__Problem set__
A - Answer these from the discussion of Sora, one line each, marked (i), (ii), (iii) as here:
(i) What did Tyler Perry put on hold after seeing Sora?
(ii) How long are the clips Sora can sometimes produce?
(iii) In the animator scenario, whom should the furry guy be looking at?
B - In the discussion of Sora, shorten the paragraph that begins "Say you're a 3D animator" and keep its main facts.
C - Carry on the discussion of Sora from where it stops.

__Extract to read__
□ □ □ □
The actor, filmmaker and studio owner is raising the alarm about the impact of the tech, saying, "I feel like everybody in the industry is running a hundred miles an hour to try and catch up, to try and put in guardrails."
Tyler Perry Puts $800M Studio Expansion On Hold After Seeing OpenAI’s Sora: “Jobs Are Going to Be Lost”::Tyler Perry is raising the alarm about the impact of OpenAI's Sora on Hollywood.
Sora can sometimes do 1 minute clips that mostly look ok as long as you don't pay too close attention. We are incredibly far away from coherent, feature-length narratives and even those aren't likely to be thematically interesting or engaging.
Yep. I watched their demo clips, and the "good" ones are full of errors, have lots of thematically incoherent content, and - this is the biggie - can't be fixed.
Say you're a 3D animator and build an animation with thousands of different assets and individual, alterable elements. Your editor comes to you and says, "This furry guy over here is looking in the wrong direction, he should be looking at the kangaroo king over there, but it looks like he's just glaring at his own hand."
So you just fix it. You go in, tweak the furry guy's animation, and now he's looking in the right direction.
Now say you made that animation with Sora. You have no manipulatable assets, just a set of generated frames that made the furry guy look in the wrong direction.
So you fire up Sora and try to fine-tune its instructions, and it generates a completely new animation that shares none of the elements of the previous one, and has all sorts of new, similarly unfixable errors.
□ □ □ □
__Data below__
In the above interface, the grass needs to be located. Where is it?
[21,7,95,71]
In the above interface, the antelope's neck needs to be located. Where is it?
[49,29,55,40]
□ □ □ □
__Activity answers__
A -
(i) An $800M studio expansion.
(ii) About 1 minute.
(iii) The kangaroo king.

B - A 3D animator builds an animation with thousands of assets and alterable elements. The editor points out that the furry guy should be looking at the kangaroo king, but he seems to be glaring at his own hand.

C -
If I use an AI assistant while coding, I can correct its coding errors. But you can't just "correct" frames of video it has created. If you try, you're looking at painstakingly hand-painting every frame where there's an error. You'll spend more time trying to fix an AI-generated animation that's 90% good and 10% wrong than you will just doing the animation with 3D assets from scratch.
Now say you made that animation with Sora. You have no manipulatable assets, just a set of generated frames that made the furry guy look in the wrong direction.
"Sora, regenerate $Scene153 with $Character looking at $OtherCharacter. Same Style."
Or "Sora, regenerate $Scene153 from time mark X to time mark Y with $Character looking at $OtherCharcter. Same Style".
It's a new model, you won't work with frames anymore you'll work with scenes and when the tools get a bit smarter you'll be working with scene layers.
"Sora, regenerate $Scene153 with $Character in Layer1 looking at $OtherCharacter in Layer2. Same Style, both layers."
I give it 36 months or less before that's the norm.
This seems like a fundamental misunderstanding of how generative AI works. To accomplish what you're describing you'd need:
An instance of generative AI running for each asset.
An enclosing instance of generative AI running for each scene.
A means for each AI instance to discard its own model and recreate exactly the same asset, tweaked in precisely the manner requested, but immediately being able to reincorporate the model for subsequent generation.
A coordinating AI instance to keep it all working together, performing actions such as mediating asset collisions.
The whole system would need to be able to rewind to specific trouble spots, correct them, and still generate everything that comes after unchanged. We're talking orders of magnitude more complexity and difficulty.
And in the meantime, artists creating 3D assets the regular way would suddenly look a lot less expensive and a lot less difficult.
If all you have is a hammer, everything looks like a nail. Right now, generative AI is everyone's really attractive hammer. But I don't see it working here in 36 months. Or 48. Or even 60.
The first 90% is easy. The last 10% is really fucking hard.
And ironically when we do get to the point where an AI can string together a semi-coherent narrative, the first things it'll start to produce will probably be exactly the sort of mid-level dross that Tyler Perry likes to make.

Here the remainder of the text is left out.